# WORK REQUIRED
Below are the records; copy exactly the stretch from the line containing "Find every instance of the continental" through the line containing "Target: tinted window", both ends included, and nothing else.

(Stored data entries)
-------

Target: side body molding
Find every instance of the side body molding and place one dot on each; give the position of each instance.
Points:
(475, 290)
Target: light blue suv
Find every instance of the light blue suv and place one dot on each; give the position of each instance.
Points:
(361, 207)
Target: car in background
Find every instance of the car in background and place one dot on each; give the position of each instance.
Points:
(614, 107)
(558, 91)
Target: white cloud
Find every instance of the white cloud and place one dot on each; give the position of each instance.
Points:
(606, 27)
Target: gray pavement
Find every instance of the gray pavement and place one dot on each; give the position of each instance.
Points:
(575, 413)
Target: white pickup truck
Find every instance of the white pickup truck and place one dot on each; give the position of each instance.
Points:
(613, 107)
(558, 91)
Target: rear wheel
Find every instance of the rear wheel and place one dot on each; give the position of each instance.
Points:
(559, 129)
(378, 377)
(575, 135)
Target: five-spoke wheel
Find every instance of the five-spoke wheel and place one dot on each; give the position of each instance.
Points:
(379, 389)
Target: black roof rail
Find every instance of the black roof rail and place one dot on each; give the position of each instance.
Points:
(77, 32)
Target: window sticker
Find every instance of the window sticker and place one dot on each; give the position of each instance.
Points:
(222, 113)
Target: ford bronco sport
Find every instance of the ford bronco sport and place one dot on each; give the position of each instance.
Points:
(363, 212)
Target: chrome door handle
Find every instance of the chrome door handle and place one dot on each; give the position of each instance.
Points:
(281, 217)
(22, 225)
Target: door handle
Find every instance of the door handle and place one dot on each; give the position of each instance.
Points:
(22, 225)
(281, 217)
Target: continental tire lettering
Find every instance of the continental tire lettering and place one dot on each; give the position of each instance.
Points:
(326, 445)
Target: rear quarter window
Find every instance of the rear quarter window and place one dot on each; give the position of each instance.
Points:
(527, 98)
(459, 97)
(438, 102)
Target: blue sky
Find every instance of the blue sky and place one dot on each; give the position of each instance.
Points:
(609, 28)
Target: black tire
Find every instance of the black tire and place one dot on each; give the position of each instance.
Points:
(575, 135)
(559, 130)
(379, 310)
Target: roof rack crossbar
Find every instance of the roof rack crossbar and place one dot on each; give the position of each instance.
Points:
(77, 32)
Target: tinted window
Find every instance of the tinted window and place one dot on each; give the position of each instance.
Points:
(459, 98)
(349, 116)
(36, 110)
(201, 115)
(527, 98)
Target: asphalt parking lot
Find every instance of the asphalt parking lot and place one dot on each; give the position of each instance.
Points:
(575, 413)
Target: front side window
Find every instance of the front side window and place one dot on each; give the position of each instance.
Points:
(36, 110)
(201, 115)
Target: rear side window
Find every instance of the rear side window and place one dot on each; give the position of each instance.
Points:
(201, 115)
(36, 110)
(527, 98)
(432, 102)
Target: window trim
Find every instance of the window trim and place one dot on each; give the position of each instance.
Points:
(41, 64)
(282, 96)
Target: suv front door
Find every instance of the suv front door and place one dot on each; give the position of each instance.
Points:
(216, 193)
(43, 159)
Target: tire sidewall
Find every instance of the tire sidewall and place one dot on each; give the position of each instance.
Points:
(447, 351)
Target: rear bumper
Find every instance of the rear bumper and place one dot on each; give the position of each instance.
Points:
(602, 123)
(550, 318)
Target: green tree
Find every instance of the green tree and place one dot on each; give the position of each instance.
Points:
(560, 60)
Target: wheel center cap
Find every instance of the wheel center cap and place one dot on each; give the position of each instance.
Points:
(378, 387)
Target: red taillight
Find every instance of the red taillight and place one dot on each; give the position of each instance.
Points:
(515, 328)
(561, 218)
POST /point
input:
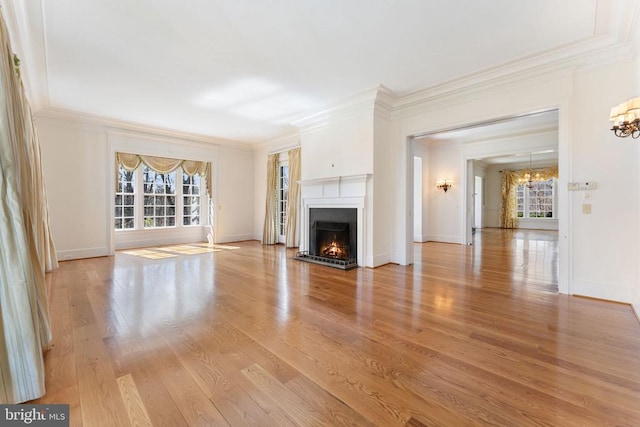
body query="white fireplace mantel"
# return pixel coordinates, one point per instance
(335, 192)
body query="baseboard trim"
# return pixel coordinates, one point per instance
(82, 253)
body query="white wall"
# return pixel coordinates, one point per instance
(604, 247)
(417, 199)
(422, 151)
(341, 147)
(78, 161)
(445, 210)
(598, 252)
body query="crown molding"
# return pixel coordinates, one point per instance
(113, 125)
(588, 53)
(368, 101)
(25, 23)
(279, 144)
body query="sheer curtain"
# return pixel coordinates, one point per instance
(270, 231)
(27, 249)
(293, 205)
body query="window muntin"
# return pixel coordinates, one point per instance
(190, 199)
(536, 202)
(124, 214)
(159, 190)
(283, 197)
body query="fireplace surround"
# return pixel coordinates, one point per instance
(345, 196)
(333, 237)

-------

# RESULT
Find every instance of the continental tire lettering and place one dot on each; give the position of each instance.
Points:
(326, 445)
Target: rear quarter window
Find every instance of the rear quarter window and place one dot on each; give the position of each instance.
Points:
(527, 98)
(459, 97)
(438, 102)
Target: blue sky
Find every instance of the blue sky and place one dot on each; give the position of each instance.
Points:
(609, 28)
Target: black tire
Find every instance of the black tire and place one dot on each; give the position of each instance.
Points:
(575, 135)
(559, 130)
(379, 310)
Target: roof rack crossbar
Find every instance of the roof rack crossbar and place one dot on each; give the position of each instance.
Points:
(77, 32)
Target: tinted window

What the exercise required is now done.